■ WHAT TO WORK ON
Please copy the article on the Afghan child witnesses from "Hakim, who was" up to and including "in the video.", renaming "Noorbinak" as "the girl" throughout.

■ QUOTED PASSAGE

╭──

Afghan My Lai — Robert Bales was not alone

March 31, 2012 § 7 Comments

That is according to Afghan child witnesses interviewed by Yalda Hakim for Australia’s SBS Dateline. (h/t Shaheen)

Hakim, who was born in Afghanistan and immigrated to Australia as a child, is the first international journalist to interview the surviving witnesses. She said American investigators tried to prevent her from interviewing the children, saying her questions could traumatize them. She said she appealed to village leaders, who arranged for her to interview the witnesses.

Noorbinak, 8, told Hakim that the shooter first shot her father’s dog. Then, Noorbinak said in the video, he shot her father in the foot and dragged her mother by the hair. When her father started screaming, he shot her father, the child says. Then he turned the gun on Noorbinak and shot her in the leg.

“One man entered the room and the others were standing in the yard, holding lights,” Noorbinak said in the video.

A brother of one victim told Hakim that his brother’s children mentioned more than one soldier wearing a headlamp. They also had lights at the end of their guns, he said.

╰──

Pointing dataset excerpts
╭──

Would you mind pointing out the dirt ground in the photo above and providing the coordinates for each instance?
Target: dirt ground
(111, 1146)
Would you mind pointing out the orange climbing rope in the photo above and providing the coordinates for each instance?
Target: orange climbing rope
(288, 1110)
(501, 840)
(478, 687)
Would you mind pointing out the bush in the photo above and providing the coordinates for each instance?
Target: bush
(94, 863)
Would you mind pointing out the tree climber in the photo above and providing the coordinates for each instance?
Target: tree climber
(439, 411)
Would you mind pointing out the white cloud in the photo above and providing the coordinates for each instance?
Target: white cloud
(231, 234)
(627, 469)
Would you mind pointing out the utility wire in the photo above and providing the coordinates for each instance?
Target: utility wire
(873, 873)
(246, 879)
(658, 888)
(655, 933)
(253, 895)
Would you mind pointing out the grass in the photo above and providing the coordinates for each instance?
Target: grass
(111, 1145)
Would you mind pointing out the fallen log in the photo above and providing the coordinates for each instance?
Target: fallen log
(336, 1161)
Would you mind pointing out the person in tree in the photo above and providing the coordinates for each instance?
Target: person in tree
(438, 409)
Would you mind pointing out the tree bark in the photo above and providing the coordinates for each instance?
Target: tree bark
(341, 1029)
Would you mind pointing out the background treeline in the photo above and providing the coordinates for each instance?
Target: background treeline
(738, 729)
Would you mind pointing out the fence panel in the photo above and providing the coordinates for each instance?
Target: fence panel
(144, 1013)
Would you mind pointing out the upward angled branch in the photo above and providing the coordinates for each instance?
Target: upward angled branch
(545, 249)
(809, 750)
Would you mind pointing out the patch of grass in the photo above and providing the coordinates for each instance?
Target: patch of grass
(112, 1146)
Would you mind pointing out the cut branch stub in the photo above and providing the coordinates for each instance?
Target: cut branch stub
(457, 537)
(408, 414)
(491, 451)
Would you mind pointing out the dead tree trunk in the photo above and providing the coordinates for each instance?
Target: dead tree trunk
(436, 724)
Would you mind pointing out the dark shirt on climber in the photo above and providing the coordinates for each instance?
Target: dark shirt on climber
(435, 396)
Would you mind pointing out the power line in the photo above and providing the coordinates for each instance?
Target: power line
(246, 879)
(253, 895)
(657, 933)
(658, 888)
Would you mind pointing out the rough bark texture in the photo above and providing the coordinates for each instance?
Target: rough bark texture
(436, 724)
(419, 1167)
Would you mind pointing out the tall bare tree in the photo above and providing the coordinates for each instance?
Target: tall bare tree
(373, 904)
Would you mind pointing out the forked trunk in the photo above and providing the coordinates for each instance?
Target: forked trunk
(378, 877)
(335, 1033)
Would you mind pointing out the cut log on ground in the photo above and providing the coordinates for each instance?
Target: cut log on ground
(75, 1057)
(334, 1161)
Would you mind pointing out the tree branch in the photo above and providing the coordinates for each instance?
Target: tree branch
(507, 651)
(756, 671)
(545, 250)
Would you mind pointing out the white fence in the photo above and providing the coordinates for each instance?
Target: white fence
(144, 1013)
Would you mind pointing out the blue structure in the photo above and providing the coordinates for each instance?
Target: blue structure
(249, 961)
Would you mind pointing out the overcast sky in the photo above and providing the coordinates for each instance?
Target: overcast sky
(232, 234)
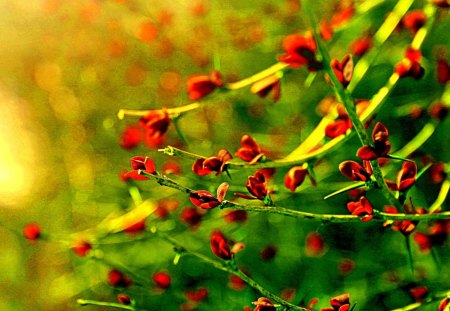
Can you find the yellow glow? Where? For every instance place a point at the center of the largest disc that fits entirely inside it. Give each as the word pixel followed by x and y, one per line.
pixel 16 155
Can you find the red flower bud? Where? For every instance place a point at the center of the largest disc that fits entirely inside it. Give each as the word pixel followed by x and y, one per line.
pixel 343 70
pixel 295 177
pixel 354 171
pixel 155 123
pixel 118 279
pixel 250 151
pixel 257 185
pixel 443 304
pixel 264 304
pixel 212 164
pixel 423 241
pixel 407 176
pixel 203 199
pixel 300 51
pixel 32 231
pixel 124 299
pixel 362 208
pixel 81 248
pixel 414 20
pixel 236 282
pixel 381 147
pixel 219 246
pixel 198 86
pixel 161 279
pixel 337 128
pixel 341 302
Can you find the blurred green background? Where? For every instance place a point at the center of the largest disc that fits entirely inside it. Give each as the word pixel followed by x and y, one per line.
pixel 67 67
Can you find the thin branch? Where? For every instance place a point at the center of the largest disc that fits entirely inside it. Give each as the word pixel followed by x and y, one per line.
pixel 378 215
pixel 229 266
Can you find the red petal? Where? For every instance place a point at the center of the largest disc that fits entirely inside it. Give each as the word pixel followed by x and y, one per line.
pixel 366 153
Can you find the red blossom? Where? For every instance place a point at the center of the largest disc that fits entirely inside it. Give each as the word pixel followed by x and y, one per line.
pixel 118 279
pixel 81 248
pixel 414 20
pixel 360 46
pixel 191 216
pixel 339 303
pixel 250 150
pixel 124 299
pixel 155 123
pixel 219 246
pixel 263 87
pixel 32 231
pixel 300 51
pixel 139 163
pixel 407 176
pixel 198 86
pixel 381 146
pixel 222 191
pixel 131 137
pixel 444 304
pixel 203 199
pixel 257 185
pixel 337 128
pixel 362 208
pixel 343 70
pixel 205 166
pixel 264 304
pixel 423 241
pixel 409 66
pixel 354 171
pixel 161 279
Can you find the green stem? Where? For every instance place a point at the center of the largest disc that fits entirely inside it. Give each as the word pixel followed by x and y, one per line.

╰──

■ CORRECT RESPONSE
Hakim, who was born in Afghanistan and immigrated to Australia as a child, is the first international journalist to interview the surviving witnesses. She said American investigators tried to prevent her from interviewing the children, saying her questions could traumatize them. She said she appealed to village leaders, who arranged for her to interview the witnesses.

the girl, 8, told Hakim that the shooter first shot her father’s dog. Then, the girl said in the video, he shot her father in the foot and dragged her mother by the hair. When her father started screaming, he shot her father, the child says. Then he turned the gun on the girl and shot her in the leg.

“One man entered the room and the others were standing in the yard, holding lights,” the girl said in the video.